--- Supplied records ---

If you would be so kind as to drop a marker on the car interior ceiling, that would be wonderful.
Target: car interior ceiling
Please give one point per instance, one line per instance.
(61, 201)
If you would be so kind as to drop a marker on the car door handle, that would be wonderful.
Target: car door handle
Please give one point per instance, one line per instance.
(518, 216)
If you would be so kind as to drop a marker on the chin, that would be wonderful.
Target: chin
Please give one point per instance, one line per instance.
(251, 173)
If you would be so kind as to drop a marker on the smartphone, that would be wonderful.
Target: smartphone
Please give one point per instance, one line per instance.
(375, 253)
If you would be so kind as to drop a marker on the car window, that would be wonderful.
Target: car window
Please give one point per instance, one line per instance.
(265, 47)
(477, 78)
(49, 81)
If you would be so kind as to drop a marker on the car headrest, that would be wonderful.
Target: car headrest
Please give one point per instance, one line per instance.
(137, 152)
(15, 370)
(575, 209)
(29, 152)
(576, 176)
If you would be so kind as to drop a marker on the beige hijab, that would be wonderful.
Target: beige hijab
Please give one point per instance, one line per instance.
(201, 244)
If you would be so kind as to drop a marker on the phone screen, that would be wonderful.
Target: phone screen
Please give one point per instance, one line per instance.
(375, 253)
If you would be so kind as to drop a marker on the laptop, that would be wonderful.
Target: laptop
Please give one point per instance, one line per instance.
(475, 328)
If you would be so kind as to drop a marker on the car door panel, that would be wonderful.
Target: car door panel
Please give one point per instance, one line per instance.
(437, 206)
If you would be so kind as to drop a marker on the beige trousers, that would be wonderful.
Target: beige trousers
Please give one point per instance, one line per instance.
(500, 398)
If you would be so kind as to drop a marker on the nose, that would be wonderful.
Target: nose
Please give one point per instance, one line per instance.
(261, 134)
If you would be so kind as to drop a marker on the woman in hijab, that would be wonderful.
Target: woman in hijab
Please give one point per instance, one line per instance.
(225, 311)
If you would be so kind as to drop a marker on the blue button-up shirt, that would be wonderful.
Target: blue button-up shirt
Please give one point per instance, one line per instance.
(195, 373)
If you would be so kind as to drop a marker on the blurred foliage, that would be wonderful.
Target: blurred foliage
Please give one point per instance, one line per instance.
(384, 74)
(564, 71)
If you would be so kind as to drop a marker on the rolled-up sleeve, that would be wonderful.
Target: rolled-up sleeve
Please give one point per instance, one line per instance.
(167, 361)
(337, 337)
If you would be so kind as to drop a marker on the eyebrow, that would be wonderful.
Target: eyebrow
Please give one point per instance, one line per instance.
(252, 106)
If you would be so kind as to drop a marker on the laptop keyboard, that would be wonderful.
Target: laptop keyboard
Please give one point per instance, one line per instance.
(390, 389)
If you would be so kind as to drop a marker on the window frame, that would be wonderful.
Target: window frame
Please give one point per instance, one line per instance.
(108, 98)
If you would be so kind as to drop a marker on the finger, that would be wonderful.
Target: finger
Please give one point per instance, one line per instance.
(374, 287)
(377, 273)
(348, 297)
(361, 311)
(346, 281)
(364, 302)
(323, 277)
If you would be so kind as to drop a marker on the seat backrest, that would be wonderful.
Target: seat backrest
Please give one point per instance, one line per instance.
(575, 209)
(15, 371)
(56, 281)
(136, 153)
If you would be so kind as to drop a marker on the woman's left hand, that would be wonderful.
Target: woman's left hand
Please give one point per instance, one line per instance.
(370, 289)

---
--- Supplied records ---

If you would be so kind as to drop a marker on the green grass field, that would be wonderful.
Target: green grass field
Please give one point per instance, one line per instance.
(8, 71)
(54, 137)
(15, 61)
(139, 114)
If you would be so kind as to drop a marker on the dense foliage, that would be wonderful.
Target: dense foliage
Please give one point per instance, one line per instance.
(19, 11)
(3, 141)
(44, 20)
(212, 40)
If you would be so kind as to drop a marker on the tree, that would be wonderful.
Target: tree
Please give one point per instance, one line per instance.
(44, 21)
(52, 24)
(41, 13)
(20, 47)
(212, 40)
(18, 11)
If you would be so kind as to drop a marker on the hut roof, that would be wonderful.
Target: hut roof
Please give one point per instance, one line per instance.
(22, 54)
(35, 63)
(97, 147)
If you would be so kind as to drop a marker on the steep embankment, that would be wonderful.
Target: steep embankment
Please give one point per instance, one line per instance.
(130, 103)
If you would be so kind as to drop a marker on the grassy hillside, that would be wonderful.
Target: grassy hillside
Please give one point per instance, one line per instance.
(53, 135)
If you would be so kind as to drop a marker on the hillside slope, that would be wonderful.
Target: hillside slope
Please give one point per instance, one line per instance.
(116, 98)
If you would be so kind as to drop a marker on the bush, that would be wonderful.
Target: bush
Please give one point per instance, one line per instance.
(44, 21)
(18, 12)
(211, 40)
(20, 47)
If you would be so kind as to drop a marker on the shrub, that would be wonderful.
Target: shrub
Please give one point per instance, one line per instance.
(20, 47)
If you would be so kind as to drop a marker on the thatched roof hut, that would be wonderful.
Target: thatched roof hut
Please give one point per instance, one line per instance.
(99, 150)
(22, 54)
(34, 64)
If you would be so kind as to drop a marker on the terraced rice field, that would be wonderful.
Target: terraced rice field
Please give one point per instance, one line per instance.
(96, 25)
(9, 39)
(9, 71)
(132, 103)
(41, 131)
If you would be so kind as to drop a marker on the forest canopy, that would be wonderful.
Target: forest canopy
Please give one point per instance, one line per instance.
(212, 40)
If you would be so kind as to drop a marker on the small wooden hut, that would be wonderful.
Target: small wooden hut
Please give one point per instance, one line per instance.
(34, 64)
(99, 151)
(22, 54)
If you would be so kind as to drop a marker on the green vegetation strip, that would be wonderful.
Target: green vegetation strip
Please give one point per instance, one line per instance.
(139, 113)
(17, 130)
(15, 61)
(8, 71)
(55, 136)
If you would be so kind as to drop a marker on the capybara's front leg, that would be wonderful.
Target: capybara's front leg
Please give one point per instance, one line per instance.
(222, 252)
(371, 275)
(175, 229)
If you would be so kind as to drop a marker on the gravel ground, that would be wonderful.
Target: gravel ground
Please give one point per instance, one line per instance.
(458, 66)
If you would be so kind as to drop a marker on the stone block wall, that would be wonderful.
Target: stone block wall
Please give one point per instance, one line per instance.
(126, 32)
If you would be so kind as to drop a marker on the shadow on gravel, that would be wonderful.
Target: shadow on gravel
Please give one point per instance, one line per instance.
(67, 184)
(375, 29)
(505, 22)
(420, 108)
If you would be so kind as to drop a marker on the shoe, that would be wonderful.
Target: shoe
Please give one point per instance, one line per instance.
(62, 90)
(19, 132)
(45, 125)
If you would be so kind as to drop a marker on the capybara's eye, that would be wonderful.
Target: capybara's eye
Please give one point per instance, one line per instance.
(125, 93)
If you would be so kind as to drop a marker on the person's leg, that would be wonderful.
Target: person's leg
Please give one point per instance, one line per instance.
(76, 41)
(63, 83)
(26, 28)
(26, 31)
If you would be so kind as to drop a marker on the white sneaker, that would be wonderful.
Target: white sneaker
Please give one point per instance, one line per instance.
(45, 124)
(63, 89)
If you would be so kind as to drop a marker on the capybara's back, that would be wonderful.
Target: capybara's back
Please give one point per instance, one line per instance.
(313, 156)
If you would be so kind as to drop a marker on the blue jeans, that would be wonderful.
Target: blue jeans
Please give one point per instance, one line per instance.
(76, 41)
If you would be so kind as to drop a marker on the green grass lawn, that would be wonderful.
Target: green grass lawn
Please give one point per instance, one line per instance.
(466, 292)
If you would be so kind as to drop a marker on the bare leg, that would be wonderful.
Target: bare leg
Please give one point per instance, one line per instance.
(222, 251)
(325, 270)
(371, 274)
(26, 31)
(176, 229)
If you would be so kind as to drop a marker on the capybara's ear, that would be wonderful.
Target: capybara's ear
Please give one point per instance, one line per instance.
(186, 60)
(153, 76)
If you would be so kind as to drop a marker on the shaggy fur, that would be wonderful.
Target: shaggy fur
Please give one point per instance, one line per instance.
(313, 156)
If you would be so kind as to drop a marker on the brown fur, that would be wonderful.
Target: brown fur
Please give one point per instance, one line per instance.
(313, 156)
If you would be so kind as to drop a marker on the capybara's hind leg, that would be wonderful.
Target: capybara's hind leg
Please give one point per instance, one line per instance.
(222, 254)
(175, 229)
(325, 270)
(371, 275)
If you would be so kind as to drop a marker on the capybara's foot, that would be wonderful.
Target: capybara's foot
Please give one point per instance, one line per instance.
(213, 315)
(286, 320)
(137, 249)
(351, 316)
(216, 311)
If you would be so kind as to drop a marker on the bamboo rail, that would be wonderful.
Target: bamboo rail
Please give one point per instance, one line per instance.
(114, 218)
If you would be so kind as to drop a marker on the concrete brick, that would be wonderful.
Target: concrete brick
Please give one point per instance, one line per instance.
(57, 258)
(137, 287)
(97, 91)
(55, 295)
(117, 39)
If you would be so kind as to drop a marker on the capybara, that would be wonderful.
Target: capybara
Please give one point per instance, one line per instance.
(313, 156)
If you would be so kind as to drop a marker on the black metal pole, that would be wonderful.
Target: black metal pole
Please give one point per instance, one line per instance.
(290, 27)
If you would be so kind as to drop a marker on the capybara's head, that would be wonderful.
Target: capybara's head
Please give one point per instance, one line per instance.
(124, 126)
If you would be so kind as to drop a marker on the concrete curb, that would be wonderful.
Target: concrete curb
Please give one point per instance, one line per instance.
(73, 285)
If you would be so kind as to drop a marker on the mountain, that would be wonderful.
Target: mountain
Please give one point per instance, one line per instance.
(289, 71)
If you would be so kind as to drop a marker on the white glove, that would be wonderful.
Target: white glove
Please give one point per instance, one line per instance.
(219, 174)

---
--- Supplied records ---

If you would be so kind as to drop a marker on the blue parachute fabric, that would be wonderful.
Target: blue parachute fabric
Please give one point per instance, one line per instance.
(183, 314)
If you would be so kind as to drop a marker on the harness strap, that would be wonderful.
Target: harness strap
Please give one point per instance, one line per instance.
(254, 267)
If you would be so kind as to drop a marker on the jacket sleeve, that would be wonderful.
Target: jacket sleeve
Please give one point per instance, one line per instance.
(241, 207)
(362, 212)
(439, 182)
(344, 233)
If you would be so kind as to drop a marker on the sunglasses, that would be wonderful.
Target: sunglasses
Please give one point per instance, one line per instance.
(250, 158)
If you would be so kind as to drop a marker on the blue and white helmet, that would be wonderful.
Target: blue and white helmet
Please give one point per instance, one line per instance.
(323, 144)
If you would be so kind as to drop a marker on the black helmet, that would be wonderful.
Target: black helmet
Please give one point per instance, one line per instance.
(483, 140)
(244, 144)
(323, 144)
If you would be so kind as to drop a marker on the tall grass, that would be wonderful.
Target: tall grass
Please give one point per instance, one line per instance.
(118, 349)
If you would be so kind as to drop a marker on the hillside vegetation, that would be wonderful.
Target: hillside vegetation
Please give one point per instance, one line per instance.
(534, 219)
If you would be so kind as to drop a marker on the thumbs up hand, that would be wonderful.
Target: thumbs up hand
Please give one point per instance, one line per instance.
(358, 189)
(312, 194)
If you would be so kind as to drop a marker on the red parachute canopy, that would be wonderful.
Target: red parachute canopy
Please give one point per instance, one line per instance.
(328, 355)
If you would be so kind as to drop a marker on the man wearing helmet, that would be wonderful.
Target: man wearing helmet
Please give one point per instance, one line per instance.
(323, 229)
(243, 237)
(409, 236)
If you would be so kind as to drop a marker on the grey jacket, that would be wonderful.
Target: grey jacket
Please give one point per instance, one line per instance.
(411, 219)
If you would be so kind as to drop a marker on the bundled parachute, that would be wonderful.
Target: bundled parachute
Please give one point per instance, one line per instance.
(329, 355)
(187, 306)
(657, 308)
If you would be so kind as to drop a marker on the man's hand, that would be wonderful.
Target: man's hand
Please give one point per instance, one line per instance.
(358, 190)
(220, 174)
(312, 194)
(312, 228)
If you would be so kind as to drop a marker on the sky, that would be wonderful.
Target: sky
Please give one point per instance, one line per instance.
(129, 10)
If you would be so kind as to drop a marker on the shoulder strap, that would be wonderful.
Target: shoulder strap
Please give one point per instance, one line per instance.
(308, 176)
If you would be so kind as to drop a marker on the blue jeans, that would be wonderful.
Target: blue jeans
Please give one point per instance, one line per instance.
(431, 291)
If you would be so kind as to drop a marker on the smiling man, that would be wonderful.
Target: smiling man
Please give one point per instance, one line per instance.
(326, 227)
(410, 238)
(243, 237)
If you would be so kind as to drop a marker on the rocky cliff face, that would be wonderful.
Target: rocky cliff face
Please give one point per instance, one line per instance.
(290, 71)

---

What the task asks:
How many lines of the records contain the string "helmet"? Matching is case-sensitive. Reply with the number alone.

Completed task:
6